-- ARTICLE start --

Input: arr[] = {3, 5, 6, 90909009} 
Output: 7
Input: arr[] = {7, 42, 11, 64} 
Output:
Result of multiplication is 206976 
So the rightmost digit is 6 
 

 

Approach: 
 

  1. The question is too simple if you know basic maths. It is given that you have to find the rightmost positive digit. Now a digit is made multiple of 10 if there are 2 and 5. They produce a number with last digit 0.
  2. Now what we can do is divide each array element into its shortest divisible form by 5 and increase count of such occurrences.
  3. Now divide each array element into its shortest divisible form by 2 and decrease count of such occurrences. This way we are not considering the multiplication of 2 and a 5 in our multiplication.
  4. Set the multiplier value as either 1 or 5 in case count of 5 is not 0 after above two loops.
  5. Multiply each array variable now and store just last digit by taking remainder by 10

Below is the implementation of the above approach: 
 

C++




// C++ implementation of the approach
#include <bits/stdc++.h>
using namespace std;
 
// Function to return the rightmost non-zero
// digit in the multiplication
// of the array elements
int rightmostNonZero(int a[], int n)
{
    // To store the count of times 5 can
    // divide the array elements
    int c5 = 0;
 
    // Divide the array elements by 5
    // as much as possible
    for (int i = 0; i < n; i++) {
        while (a[i] > 0 && a[i] % 5 == 0) {
            a[i] /= 5;
            // increase count of 5
            c5++;
        }
    }
 
    // Divide the array elements by
    // 2 as much as possible
    for (int i = 0; i < n; i++) {
        while (c5 && a[i] > 0 && !(a[i] & 1)) {
            a[i] >>= 1;
 
            // Decrease count of 5, because a '2' and
            // a '5' makes a number with last digit '0'
            c5--;
        }
    }
    long long ans = 1;
    for (int i = 0; i < n; i++) {
        ans = (ans * a[i] % 10) % 10;
    }
 
    // If c5 is more than the multiplier
    // should be taken as 5
    if (c5)
        ans = (ans * 5) % 10;
 
    if (ans)
        return ans;
 
    return -1;
}
 
// Driver code
int main()
{
    int a[] = { 7, 42, 11, 64 };
    int n = sizeof(a) / sizeof(a[0]);
 
    cout << rightmostNonZero(a, n);
 
    return 0;
}


Java




// Java implementation of the approach
import java.util.*;
 
class GFG
{
 
// Function to return the rightmost non-zero
// digit in the multiplication
// of the array elements
static int rightmostNonZero(int a[], int n)

-- ARTICLE end --
-- GIVEN RECORDS start --

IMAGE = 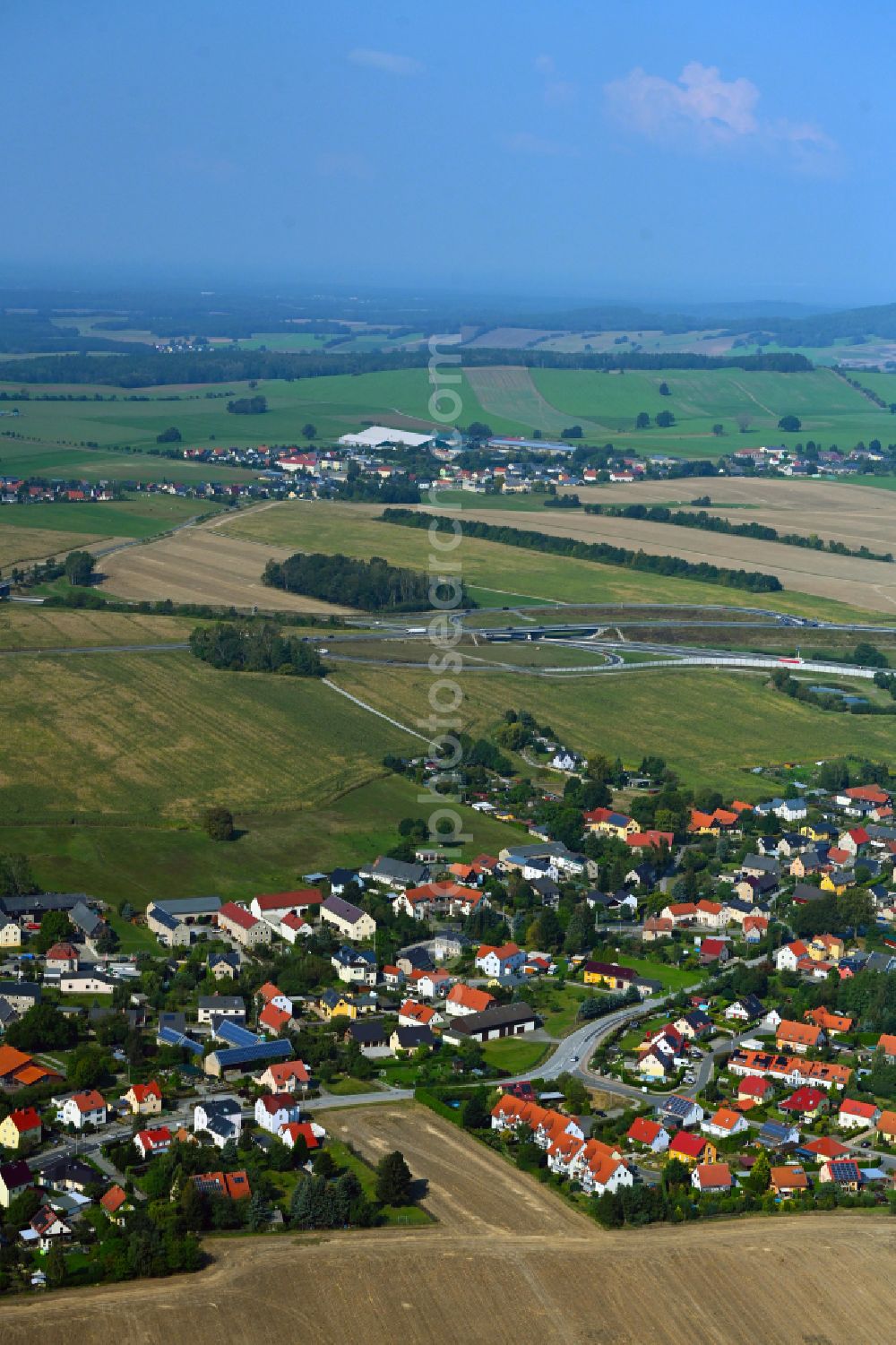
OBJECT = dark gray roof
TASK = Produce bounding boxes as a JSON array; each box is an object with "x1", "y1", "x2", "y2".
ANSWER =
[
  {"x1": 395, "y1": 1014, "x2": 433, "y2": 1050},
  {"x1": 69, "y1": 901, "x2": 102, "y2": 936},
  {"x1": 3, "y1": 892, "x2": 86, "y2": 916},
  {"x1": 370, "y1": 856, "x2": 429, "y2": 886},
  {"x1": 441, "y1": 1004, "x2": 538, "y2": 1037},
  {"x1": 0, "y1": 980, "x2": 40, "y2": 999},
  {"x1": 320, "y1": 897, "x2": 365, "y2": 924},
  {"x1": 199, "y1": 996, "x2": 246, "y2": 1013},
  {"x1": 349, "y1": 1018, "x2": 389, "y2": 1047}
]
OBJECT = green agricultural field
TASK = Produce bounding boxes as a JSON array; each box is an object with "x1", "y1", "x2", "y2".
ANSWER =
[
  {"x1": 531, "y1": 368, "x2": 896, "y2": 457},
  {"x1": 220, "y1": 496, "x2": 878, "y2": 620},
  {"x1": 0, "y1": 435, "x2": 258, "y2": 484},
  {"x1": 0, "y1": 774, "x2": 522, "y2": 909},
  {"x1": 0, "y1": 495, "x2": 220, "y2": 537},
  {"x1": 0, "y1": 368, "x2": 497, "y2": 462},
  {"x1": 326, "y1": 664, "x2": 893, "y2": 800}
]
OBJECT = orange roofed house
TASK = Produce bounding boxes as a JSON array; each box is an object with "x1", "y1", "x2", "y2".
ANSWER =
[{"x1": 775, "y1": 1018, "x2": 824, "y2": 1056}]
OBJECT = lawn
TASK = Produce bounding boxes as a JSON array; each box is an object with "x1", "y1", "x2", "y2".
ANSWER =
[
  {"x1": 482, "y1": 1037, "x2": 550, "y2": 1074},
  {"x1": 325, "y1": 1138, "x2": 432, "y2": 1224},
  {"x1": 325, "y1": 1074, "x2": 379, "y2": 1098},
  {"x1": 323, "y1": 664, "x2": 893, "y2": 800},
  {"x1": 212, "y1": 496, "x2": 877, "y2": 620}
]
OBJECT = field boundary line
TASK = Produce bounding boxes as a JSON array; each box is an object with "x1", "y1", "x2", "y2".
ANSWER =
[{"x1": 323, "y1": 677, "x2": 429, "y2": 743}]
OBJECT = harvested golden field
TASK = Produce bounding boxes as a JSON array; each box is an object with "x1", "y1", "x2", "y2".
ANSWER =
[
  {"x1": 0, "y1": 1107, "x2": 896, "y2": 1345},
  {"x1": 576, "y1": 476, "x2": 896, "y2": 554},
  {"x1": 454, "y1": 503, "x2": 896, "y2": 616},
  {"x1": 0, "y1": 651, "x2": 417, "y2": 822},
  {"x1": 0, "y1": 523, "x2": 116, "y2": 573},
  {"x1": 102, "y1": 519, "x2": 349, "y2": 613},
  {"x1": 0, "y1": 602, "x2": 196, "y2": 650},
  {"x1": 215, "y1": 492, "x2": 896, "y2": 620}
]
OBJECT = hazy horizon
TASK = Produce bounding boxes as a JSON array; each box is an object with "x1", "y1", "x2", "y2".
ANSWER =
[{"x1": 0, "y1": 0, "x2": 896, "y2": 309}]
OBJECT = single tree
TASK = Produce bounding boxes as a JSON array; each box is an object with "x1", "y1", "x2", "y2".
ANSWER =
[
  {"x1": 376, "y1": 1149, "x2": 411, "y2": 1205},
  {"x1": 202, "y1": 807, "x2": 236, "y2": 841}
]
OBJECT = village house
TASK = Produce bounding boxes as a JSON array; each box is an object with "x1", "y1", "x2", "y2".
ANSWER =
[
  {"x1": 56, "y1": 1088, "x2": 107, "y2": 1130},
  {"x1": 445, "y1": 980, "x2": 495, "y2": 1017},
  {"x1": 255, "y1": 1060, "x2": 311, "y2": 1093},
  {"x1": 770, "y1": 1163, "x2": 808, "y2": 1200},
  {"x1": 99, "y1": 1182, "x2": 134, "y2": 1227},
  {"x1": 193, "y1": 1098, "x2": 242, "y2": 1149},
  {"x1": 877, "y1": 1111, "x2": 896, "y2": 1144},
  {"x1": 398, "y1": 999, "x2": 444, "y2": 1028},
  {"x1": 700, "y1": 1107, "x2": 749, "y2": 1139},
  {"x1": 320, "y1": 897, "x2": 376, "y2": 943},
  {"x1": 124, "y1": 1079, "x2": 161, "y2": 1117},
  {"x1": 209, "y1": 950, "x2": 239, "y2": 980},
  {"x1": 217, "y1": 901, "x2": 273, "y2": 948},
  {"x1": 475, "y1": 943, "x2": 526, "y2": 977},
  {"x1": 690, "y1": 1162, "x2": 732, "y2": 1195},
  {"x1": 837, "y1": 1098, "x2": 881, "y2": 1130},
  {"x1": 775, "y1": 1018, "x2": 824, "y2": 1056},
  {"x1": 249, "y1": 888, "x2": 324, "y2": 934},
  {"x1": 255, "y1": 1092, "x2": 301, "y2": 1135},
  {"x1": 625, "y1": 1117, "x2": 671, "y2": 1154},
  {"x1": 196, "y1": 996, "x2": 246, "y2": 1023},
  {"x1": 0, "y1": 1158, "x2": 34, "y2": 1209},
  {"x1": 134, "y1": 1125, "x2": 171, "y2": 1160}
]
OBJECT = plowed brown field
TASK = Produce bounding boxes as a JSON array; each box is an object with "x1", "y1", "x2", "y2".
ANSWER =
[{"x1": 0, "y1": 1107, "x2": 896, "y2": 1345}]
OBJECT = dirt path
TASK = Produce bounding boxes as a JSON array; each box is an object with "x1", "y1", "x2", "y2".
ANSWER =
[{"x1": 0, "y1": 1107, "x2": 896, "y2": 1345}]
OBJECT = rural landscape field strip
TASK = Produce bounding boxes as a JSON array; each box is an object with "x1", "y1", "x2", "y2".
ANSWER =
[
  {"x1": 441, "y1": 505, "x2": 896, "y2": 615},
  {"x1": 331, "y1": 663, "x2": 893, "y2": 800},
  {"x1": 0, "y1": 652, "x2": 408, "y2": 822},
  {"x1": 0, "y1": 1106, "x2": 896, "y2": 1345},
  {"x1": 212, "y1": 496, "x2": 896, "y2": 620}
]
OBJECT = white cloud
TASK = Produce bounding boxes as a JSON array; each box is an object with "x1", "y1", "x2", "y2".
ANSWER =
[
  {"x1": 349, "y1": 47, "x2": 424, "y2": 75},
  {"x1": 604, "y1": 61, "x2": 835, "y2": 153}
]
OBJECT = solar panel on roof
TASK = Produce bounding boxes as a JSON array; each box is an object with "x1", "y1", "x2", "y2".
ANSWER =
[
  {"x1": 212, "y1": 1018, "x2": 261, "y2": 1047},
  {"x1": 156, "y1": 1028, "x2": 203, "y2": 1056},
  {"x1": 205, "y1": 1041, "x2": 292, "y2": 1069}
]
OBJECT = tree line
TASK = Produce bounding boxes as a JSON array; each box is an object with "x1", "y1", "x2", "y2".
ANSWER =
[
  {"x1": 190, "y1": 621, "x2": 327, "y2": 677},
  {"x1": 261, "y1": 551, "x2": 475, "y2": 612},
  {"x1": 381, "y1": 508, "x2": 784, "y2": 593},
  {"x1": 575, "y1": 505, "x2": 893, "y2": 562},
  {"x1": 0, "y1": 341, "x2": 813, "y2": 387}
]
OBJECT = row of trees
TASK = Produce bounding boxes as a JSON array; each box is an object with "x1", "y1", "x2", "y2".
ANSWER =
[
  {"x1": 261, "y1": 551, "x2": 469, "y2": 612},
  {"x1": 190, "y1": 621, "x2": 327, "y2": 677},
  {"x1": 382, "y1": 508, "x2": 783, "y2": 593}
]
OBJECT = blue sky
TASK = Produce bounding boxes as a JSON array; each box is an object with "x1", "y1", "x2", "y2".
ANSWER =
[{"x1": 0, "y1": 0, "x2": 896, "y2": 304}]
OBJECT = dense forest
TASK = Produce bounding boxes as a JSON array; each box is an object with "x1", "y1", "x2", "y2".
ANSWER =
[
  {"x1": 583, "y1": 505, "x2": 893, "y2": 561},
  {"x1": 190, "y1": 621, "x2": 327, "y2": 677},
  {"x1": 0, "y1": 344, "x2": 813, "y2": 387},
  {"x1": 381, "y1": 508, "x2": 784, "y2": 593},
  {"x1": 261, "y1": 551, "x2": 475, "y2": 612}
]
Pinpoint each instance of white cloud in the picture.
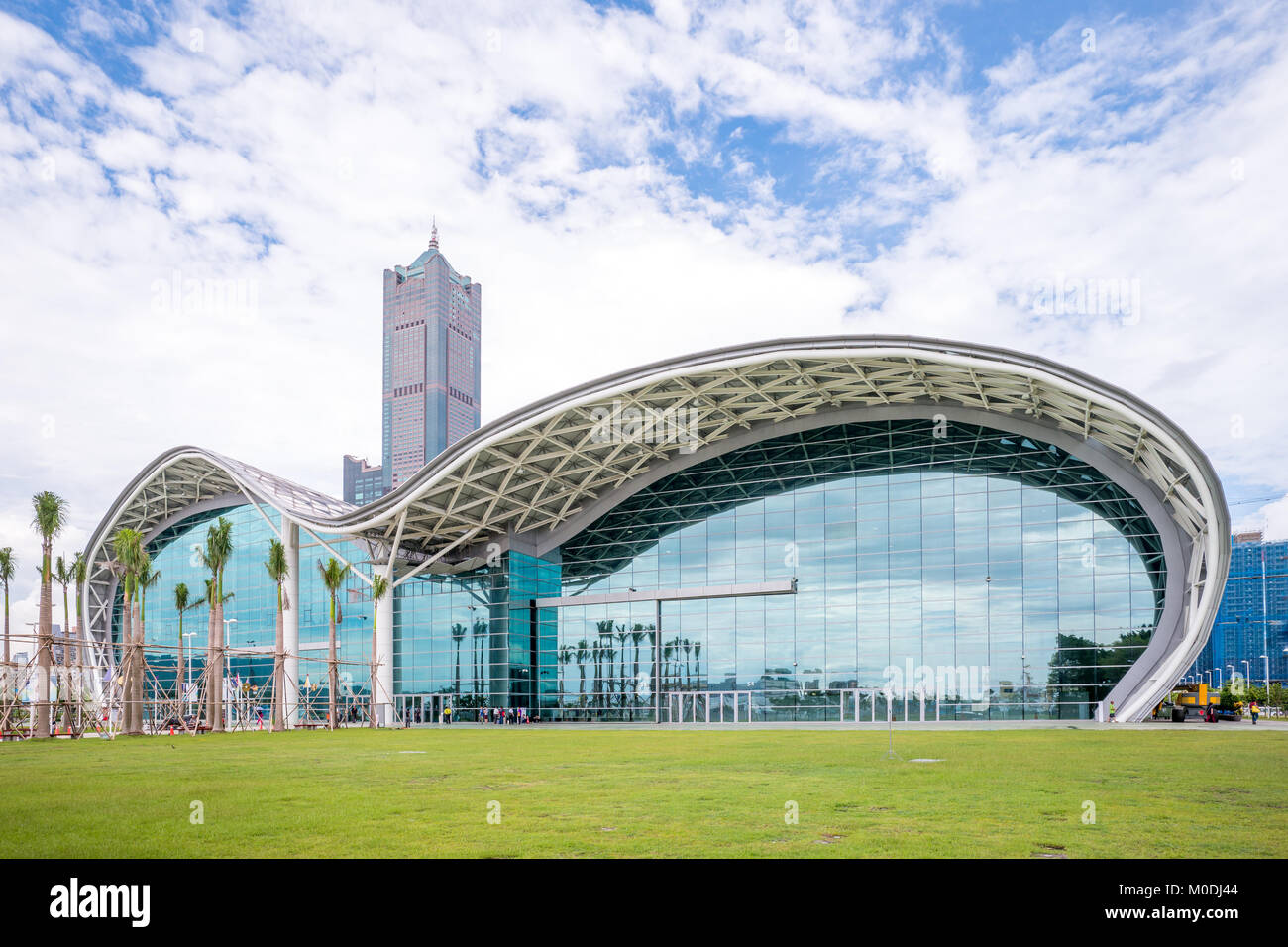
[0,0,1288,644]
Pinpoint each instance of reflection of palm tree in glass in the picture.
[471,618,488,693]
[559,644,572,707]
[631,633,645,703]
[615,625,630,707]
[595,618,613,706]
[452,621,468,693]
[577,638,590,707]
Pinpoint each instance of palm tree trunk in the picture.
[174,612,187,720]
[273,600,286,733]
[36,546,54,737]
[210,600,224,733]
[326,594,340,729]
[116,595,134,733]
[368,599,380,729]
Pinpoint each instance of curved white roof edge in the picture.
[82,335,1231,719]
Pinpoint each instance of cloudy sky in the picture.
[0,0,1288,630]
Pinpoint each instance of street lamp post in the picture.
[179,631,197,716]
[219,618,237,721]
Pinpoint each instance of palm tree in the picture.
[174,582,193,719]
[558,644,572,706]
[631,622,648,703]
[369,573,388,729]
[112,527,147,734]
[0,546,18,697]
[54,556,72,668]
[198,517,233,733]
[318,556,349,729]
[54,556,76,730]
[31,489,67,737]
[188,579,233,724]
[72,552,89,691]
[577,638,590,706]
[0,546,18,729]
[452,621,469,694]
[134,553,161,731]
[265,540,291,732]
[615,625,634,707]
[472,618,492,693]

-- GIVEN RECORDS end --

= THE PROBLEM =
Copy everything from "3. Now divide" down to "in our multiplication." in the article on the rightmost non-zero digit of an array product. Swap out "decrease" and put "reduce" in its place.

= OUTPUT FOR THIS EXERCISE =
3. Now divide each array element into its shortest divisible form by 2 and reduce count of such occurrences. This way we are not considering the multiplication of 2 and a 5 in our multiplication.